Posted by Mridul Muralidharan <mr...@yahoo-inc.com>.
If each line from your file has to be processed by a different mapper - 
other than by writing a custom slicer, a very dirty hack would be to :
a) create N number of files with one line each.
b) Or, do something like :
input_lines = load 'my_s3_list_file' as (location_line:chararray);
grp_op = GROUP input_lines BY location_line PARALLEL $NUM_MAPPERS_REQUIRED;
actual_result = FOREACH grp_op GENERATE MY_S3_UDF(group);


The preferred way, as Dmitriy mentioned, would be to use a custom Slicer 
ofcourse !

Regards,
Mridul

prasenjit mukherjee wrote:
> I want to use Pig to paralelize processing on a number of  requests. There
> are ~ 300 request which needs to be  processed. Each processing consist of
> following :
> 1. Fetch file from s3 to local
> 2. Do some preprocessing
> 3. Put it into hdfs
> 
> My input is a small file with 300 lines. The problem is that pig seems to be
> always creating a single mapper, because of which the load is not properly
> distributed. Any way I can enforce splitting of smaller input files as well
> ? Below is the pig output which tends to indicate that there is only 1
> mapper. Let me know if my understanding is wrong.

════════════════════

Exercises ::
a - According to the Pig forum thread, what does the reply call the preferred way to have each line handled by a different mapper?
b - Write a continuation of the Pig forum thread that picks up after its final sentence.

Data extract ::

════════════════════

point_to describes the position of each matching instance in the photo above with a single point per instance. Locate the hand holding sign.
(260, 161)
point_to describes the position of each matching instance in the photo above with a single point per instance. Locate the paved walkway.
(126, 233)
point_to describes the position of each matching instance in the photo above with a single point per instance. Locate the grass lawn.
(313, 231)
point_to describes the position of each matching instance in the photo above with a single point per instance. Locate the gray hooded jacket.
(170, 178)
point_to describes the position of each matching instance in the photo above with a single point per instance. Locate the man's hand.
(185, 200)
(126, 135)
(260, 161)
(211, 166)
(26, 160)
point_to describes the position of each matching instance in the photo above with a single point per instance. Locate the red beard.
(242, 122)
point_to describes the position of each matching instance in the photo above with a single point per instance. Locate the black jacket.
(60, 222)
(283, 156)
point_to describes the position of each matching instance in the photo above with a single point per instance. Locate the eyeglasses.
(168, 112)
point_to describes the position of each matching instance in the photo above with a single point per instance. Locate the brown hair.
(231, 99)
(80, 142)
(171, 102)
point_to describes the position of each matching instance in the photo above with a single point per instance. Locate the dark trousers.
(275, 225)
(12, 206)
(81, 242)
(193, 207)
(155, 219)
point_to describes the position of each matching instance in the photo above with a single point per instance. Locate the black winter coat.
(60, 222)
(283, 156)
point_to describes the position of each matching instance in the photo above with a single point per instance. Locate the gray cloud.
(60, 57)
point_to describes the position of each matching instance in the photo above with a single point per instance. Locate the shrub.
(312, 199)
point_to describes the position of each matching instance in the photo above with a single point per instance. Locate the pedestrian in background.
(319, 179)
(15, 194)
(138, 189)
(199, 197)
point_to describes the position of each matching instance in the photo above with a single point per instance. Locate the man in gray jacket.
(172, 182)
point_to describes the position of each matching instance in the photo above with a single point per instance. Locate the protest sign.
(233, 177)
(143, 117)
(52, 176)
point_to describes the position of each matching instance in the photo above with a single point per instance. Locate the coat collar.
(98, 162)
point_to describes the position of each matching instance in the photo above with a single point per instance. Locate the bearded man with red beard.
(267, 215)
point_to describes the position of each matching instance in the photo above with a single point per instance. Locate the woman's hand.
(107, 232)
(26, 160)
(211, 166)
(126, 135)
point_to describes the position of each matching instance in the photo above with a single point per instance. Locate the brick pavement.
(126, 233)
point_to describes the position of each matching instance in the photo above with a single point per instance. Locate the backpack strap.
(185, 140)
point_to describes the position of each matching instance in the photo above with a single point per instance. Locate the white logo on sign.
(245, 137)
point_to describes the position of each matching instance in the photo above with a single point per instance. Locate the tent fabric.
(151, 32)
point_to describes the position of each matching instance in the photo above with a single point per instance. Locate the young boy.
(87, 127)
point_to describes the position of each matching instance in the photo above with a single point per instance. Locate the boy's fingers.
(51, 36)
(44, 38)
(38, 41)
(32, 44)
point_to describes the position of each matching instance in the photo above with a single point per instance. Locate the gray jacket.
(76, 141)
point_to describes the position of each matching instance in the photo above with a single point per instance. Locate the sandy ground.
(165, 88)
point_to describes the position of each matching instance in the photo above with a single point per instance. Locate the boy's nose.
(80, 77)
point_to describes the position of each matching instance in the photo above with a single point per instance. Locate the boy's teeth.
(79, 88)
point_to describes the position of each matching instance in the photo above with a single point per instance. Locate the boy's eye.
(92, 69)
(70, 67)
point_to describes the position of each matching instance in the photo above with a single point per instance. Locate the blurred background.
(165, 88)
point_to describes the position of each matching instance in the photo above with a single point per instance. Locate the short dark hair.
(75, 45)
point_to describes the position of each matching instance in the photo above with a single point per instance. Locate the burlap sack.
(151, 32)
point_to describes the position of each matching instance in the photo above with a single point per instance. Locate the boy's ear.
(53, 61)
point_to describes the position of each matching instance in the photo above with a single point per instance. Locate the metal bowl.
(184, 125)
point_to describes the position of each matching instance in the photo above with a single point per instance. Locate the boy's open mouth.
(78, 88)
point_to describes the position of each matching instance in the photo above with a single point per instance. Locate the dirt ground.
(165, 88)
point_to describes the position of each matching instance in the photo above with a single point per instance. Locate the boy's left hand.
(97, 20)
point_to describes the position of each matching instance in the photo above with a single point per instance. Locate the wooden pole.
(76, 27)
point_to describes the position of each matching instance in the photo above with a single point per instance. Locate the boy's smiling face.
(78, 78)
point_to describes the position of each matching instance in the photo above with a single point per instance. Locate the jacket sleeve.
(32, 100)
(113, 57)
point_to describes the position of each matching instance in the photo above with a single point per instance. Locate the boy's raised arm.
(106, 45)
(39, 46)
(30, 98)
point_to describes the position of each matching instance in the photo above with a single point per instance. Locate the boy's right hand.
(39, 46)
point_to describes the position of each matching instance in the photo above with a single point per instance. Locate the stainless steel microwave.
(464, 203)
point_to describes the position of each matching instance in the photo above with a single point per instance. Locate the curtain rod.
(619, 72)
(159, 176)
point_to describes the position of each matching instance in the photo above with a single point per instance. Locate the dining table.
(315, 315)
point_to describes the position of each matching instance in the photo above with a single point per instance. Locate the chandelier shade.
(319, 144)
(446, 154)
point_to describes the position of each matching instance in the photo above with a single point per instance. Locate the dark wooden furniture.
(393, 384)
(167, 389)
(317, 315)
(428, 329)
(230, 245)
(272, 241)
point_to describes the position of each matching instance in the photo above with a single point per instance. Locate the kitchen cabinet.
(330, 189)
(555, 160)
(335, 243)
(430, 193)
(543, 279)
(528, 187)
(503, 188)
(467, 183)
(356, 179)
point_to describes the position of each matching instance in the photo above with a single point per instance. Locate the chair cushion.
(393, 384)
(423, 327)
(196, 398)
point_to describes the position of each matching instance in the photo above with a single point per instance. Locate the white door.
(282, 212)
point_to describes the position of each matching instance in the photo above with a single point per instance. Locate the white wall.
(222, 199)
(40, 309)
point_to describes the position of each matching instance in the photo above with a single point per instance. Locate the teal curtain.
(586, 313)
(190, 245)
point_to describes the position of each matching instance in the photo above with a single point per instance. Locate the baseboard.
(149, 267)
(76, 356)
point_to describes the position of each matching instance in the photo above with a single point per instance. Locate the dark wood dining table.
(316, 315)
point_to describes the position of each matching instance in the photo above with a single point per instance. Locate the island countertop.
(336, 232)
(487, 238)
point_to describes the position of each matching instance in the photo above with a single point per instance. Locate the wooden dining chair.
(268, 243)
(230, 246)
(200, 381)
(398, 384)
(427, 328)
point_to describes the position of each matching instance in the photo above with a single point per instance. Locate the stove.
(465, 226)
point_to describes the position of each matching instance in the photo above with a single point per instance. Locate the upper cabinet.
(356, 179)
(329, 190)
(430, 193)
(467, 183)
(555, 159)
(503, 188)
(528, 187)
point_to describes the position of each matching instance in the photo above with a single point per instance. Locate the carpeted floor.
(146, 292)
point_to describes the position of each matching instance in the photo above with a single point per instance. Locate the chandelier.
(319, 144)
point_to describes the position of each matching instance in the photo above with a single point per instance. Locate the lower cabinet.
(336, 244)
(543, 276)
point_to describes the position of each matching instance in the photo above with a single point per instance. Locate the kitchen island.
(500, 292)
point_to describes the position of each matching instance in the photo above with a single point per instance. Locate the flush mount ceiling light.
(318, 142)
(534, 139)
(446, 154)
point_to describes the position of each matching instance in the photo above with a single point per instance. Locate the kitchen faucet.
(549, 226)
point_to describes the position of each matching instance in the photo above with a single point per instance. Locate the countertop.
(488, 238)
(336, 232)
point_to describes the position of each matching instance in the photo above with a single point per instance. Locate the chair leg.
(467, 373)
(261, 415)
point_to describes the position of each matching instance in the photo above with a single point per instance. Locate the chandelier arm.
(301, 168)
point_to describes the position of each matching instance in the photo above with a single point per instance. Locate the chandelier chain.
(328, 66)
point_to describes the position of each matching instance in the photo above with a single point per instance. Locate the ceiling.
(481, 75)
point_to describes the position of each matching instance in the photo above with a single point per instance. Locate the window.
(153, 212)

════════════════════

Results by task ::
a - Using a custom Slicer.

b -
> 
> 2010-01-24 05:31:53,148 [main] INFO
> org.apache.pig.backend.hadoop.executionengine.mapReduceLayer.MultiQueryOptimizer
> - MR plan size before optimization: 1
> 2010-01-24 05:31:53,148 [main] INFO
> org.apache.pig.backend.hadoop.executionengine.mapReduceLayer.MultiQueryOptimizer
> - MR plan size after optimization: 1
> 2010-01-24 05:31:55,006 [main] INFO
> org.apache.pig.backend.hadoop.executionengine.mapReduceLayer.JobControlCompiler
> - Setting up single store job
> 
> Thanks
> -Prasen.